▸ Problem details
Every line below should be given again without alteration.

━━━

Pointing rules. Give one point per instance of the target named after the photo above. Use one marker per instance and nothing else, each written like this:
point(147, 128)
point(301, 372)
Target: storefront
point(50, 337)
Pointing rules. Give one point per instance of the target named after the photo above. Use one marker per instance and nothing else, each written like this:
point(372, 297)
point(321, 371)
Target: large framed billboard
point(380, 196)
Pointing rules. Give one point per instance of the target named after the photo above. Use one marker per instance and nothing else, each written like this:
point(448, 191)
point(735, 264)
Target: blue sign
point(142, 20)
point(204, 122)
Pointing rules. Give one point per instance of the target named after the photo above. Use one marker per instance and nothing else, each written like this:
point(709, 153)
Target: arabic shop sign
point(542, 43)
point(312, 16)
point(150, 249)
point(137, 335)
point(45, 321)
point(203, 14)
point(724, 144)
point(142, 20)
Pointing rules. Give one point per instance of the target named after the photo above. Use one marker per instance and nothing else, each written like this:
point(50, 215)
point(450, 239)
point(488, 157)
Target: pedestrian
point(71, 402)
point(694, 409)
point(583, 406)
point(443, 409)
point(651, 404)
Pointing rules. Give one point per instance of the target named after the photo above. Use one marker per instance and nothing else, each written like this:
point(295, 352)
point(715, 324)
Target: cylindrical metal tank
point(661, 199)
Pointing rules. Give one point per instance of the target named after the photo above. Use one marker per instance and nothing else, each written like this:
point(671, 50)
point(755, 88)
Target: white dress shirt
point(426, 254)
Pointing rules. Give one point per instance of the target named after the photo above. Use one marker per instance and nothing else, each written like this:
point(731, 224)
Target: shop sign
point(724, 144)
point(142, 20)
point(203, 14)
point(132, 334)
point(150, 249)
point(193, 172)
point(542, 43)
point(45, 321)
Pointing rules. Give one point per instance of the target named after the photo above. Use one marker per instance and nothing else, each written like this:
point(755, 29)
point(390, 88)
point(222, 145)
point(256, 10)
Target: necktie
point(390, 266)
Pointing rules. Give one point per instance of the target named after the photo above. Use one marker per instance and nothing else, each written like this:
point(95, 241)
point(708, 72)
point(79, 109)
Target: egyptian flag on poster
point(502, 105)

━━━

▸ Solution for this problem
Pointing rules. Give one point per instance of the target named after the photo above. Use one marker per instance and nothing else, each written like this:
point(147, 128)
point(301, 372)
Target: storefront
point(50, 337)
Pointing rules. Give one point per instance of the target named after the photo above. Use one marker per instance and nothing else, each written like this:
point(372, 297)
point(321, 371)
Target: large framed billboard
point(380, 196)
Pointing rules. Give one point per instance of the target named after the photo above. Use one marker per instance and nothing else, each written like this:
point(448, 191)
point(735, 264)
Target: blue sign
point(142, 20)
point(204, 122)
Pointing rules. Give one point per instance of the target named after the photo above. Use one marker per instance and nothing else, each written like this:
point(709, 153)
Target: arabic shop sign
point(542, 43)
point(312, 16)
point(150, 249)
point(137, 335)
point(45, 321)
point(203, 14)
point(724, 144)
point(142, 20)
Pointing rules. Give one point per instance of the target named after the photo above. Use one marker per instance and nothing else, each written like this:
point(50, 215)
point(450, 239)
point(488, 157)
Target: pedestrian
point(71, 402)
point(694, 409)
point(583, 406)
point(443, 409)
point(651, 404)
Pointing rules. Give one point per instance of the target named after the photo above. Use one marker per instance and nothing else, each written like this:
point(295, 352)
point(715, 324)
Target: cylindrical metal tank
point(661, 199)
Pointing rules. Give one point per instance of the target named after the photo above. Use one marker per instance and nothing else, each written like this:
point(671, 50)
point(755, 88)
Target: white dress shirt
point(426, 254)
Pointing rules. Give one point per instance of the target named after the photo above. Use one marker per instance and nothing else, each written like this:
point(731, 224)
Target: shop sign
point(724, 144)
point(142, 20)
point(203, 14)
point(132, 334)
point(150, 249)
point(193, 172)
point(542, 43)
point(45, 321)
Pointing rules. Give one point per instance of the target named after the photo above. Use one marker per instance and nothing else, each written like this:
point(755, 29)
point(390, 88)
point(222, 145)
point(256, 10)
Target: necktie
point(390, 266)
Pointing rules. Give one point per instance of the target named after the photo above. Use one marker per instance and nothing else, each written like this:
point(95, 241)
point(708, 72)
point(79, 109)
Target: egyptian flag on poster
point(502, 105)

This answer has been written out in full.